AIM OF THE EXERCISE:
The full set of entries has to be output exactly.

══ EXERCISE MATERIAL

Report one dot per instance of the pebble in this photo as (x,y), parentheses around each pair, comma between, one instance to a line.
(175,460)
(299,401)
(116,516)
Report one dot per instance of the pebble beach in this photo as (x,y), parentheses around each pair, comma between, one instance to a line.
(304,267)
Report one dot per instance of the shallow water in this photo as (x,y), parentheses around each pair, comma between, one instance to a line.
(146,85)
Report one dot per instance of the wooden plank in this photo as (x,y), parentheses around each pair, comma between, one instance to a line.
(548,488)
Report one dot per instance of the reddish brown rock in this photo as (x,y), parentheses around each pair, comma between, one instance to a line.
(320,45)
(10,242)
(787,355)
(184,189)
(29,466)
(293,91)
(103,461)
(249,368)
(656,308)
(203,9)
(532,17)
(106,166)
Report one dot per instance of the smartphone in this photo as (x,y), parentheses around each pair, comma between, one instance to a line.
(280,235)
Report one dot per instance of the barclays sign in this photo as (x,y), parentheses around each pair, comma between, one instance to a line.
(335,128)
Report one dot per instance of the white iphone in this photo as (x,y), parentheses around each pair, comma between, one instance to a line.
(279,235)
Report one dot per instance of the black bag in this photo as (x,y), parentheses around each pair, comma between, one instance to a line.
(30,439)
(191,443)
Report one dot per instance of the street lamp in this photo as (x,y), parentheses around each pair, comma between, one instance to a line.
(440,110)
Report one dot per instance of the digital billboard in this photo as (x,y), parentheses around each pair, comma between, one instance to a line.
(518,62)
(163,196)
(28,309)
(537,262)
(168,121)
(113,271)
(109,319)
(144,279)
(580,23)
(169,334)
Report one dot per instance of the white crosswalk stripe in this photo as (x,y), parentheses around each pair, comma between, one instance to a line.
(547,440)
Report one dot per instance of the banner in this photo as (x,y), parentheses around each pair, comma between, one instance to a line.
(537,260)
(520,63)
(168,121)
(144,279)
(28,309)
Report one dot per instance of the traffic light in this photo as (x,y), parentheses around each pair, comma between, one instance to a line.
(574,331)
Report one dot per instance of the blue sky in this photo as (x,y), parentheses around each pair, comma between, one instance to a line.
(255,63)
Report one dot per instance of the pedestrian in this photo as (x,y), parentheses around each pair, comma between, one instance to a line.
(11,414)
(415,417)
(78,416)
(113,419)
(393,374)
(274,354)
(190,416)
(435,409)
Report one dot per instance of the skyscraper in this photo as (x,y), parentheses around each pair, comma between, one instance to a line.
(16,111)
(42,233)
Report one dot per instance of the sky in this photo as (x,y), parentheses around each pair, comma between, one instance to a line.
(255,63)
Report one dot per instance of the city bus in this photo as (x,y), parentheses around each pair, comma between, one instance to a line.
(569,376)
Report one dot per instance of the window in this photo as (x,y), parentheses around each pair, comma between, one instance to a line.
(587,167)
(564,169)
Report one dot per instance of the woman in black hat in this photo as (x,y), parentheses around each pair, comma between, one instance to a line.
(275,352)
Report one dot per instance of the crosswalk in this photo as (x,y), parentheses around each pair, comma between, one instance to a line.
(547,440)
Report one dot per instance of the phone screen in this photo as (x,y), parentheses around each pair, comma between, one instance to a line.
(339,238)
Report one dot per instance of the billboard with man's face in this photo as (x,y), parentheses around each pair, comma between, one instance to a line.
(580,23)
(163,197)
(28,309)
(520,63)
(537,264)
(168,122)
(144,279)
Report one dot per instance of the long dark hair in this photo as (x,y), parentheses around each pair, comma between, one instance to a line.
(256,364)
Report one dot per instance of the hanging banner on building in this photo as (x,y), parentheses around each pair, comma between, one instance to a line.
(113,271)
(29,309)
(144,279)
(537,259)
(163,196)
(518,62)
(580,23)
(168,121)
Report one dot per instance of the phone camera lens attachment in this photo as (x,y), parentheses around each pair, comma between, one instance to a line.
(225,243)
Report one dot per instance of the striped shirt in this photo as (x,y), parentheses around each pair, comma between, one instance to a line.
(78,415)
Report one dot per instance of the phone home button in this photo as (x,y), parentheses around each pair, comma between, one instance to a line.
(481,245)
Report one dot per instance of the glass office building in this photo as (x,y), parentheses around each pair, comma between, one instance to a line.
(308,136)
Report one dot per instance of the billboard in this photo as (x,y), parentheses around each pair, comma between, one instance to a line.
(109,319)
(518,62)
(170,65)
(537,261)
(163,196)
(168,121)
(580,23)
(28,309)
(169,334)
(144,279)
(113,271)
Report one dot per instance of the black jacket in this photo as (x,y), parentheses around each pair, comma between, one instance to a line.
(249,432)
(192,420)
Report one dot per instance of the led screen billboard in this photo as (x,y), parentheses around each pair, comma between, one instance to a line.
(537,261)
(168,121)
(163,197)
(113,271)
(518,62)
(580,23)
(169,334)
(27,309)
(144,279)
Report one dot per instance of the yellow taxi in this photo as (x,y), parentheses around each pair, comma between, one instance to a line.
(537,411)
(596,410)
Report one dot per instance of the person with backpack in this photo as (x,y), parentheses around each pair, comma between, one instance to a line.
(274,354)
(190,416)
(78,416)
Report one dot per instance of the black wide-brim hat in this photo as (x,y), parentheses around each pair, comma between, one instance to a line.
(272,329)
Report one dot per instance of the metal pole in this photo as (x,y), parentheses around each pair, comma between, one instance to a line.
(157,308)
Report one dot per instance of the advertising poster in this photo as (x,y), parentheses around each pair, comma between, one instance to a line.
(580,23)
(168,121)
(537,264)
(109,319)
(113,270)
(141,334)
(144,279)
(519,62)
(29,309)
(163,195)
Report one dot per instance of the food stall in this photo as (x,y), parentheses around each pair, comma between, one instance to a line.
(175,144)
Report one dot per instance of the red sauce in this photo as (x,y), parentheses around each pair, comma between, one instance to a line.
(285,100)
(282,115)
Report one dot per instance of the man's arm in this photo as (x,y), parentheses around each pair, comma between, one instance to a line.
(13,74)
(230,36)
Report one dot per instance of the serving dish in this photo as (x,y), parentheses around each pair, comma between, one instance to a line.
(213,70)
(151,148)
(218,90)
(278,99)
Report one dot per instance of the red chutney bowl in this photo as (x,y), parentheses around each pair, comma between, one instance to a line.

════

OUTPUT OF THE EXERCISE:
Report one dot per instance of the pebble in this photo as (x,y), parentheses around each pair, comma between, one instance to a line.
(175,460)
(299,401)
(116,516)
Report one dot per instance of the pebble beach in this photo as (x,y), parentheses around each pair, comma between, one instance to a line.
(304,267)
Report one dot per instance of the shallow water in this photo as (x,y), parentheses around each pair, comma between, one instance to a line.
(146,85)
Report one dot per instance of the wooden plank in this photo as (x,y), parentheses around each pair, comma between, one instance to a line.
(548,488)
Report one dot per instance of the reddish brown rock in this photo as (x,y), parentheses around each pair, comma between, one instance to a line.
(320,45)
(10,242)
(787,355)
(184,189)
(29,466)
(293,91)
(103,461)
(249,368)
(656,308)
(203,9)
(532,17)
(106,166)
Report one dot per instance of the smartphone in this photo as (x,y), parentheses around each pair, comma between, one instance to a line.
(280,235)
Report one dot per instance of the barclays sign in this photo as (x,y), parentheses around each pair, comma between, one instance to a line.
(335,128)
Report one dot per instance of the white iphone in this photo as (x,y), parentheses around each pair, comma between, one instance to a line.
(279,235)
Report one dot per instance of the black bag in this photo as (x,y), parentheses around each pair, comma between, one instance to a line.
(30,439)
(191,443)
Report one dot per instance of the street lamp in this photo as (x,y), parentheses around each pair, comma between, one instance to a line.
(440,110)
Report one dot per instance of the digital billboard in this photo as (x,y), parentheses around each pair, comma between, one instance to a line.
(518,62)
(163,196)
(28,309)
(537,262)
(168,121)
(113,271)
(109,319)
(144,279)
(580,23)
(169,334)
Report one dot per instance of the white crosswalk stripe in this photo as (x,y), parentheses around each pair, comma between, one instance to a line.
(547,440)
Report one dot per instance of the banner in this photo as (x,y), parentheses around each pair, comma between, one instance to a line.
(537,260)
(520,63)
(168,121)
(144,279)
(28,309)
Report one dot per instance of the traffic light in this photo as (x,y), parentheses around each pair, comma between, one instance to a line.
(574,331)
Report one dot per instance of the blue sky in this photo as (x,y), parentheses around each pair, comma between, one instance to a line.
(255,63)
Report one dot per instance of the pedestrian in this photo as (x,y), parentheses around each pair, comma between, one instance to a line.
(11,414)
(415,417)
(78,416)
(113,419)
(393,374)
(274,354)
(190,416)
(435,409)
Report one dot per instance of the skyscraper in this photo as (x,y), parentheses around each pair, comma between, one instance to a line.
(16,111)
(42,233)
Report one dot per instance of the sky in this photo as (x,y), parentheses around each pair, comma between, one instance to a line.
(255,63)
Report one dot per instance of the city bus in this photo as (x,y), parentheses around each pair, comma between, one instance to a line.
(569,376)
Report one dot per instance of the window in this photo as (x,y), parentheses around each pair, comma between, one instance to a line.
(587,167)
(564,169)
Report one dot per instance of the woman in black hat in this photo as (x,y), parentheses around each pair, comma between, one instance to a line.
(275,352)
Report one dot per instance of the crosswalk in this photo as (x,y), parentheses around each pair, comma between, one instance to a line.
(547,440)
Report one dot per instance of the phone screen in this photo as (x,y), parentheses around each pair, comma between, one instance to a line.
(339,238)
Report one dot per instance of the billboard with man's face in this photo as (x,y), parentheses around each pair, comma between, one instance to a line.
(580,23)
(163,197)
(28,309)
(520,63)
(537,264)
(168,122)
(144,279)
Report one dot per instance of the long dark hair in this photo as (x,y), parentheses around each pair, comma between, one instance to a line.
(256,364)
Report one dot per instance of the hanging banner on building in this photo as (x,y), parentheses around each pair, comma between, one instance to a line.
(113,271)
(29,309)
(144,279)
(537,259)
(163,196)
(518,62)
(580,23)
(168,121)
Report one dot per instance of the phone camera lens attachment in this photo as (x,y), parentheses around each pair, comma between, one instance to a line.
(225,243)
Report one dot per instance of the striped shirt in this photo as (x,y), parentheses around each pair, comma between, one instance to a line.
(78,415)
Report one dot per instance of the phone home button in this photo as (x,y), parentheses around each pair, comma between, one instance to a line.
(481,245)
Report one dot per instance of the glass office building in this photo as (x,y), parentheses around each pair, comma between, one instance to a line.
(308,136)
Report one dot per instance of the billboard in this photo as (x,y), parentheses around each pair, comma between, one instance to a line.
(109,319)
(518,62)
(170,65)
(537,261)
(163,196)
(168,121)
(580,23)
(28,309)
(169,334)
(144,279)
(113,271)
Report one dot per instance of the black jacket in this photo as (x,y), parentheses around each pair, comma between, one instance to a line.
(249,432)
(192,420)
Report one dot per instance of the led screen billboard in this photo as (x,y), parentheses around each pair, comma between, one instance to a line.
(537,261)
(168,121)
(163,197)
(113,271)
(518,62)
(580,23)
(169,334)
(27,309)
(144,279)
Report one dot per instance of the yellow taxi in this photo as (x,y), parentheses around each pair, comma between, one instance to a line.
(537,411)
(596,410)
Report one dot per instance of the person with backpack in this photo as (x,y), parentheses around each pair, comma between, one instance to a line.
(274,354)
(190,416)
(78,416)
Report one dot per instance of the black wide-brim hat in this photo as (x,y), parentheses around each pair, comma between, one instance to a line.
(272,329)
Report one dot per instance of the metal pole in this photo as (x,y), parentheses around each pair, comma between, one instance to a line.
(157,308)
Report one dot per instance of the advertising poster in this photo as (x,y), parentheses around each pair, comma between, one instance to a line.
(580,23)
(168,121)
(537,264)
(109,319)
(113,270)
(141,334)
(144,279)
(519,62)
(29,309)
(163,195)
Report one dot per instance of the food stall in this photo as (x,y), parentheses around each pair, comma between, one instance to a line.
(175,144)
Report one dot per instance of the red sauce in this photo as (x,y), parentheses around each pair, comma between, one instance to a line.
(285,100)
(282,115)
Report one dot per instance of the man's arm in this photo as (x,y), parentheses around each pair, comma between, one instance to a line.
(13,74)
(230,36)
Report one dot per instance of the serving dish in this photo as (x,y), parentheses around each pair, comma between, one instance to a line.
(213,70)
(151,148)
(218,90)
(278,99)
Report one dot per instance of the red chutney bowl in this photo as (x,y), parentheses around each pair, comma between, one instance to a line.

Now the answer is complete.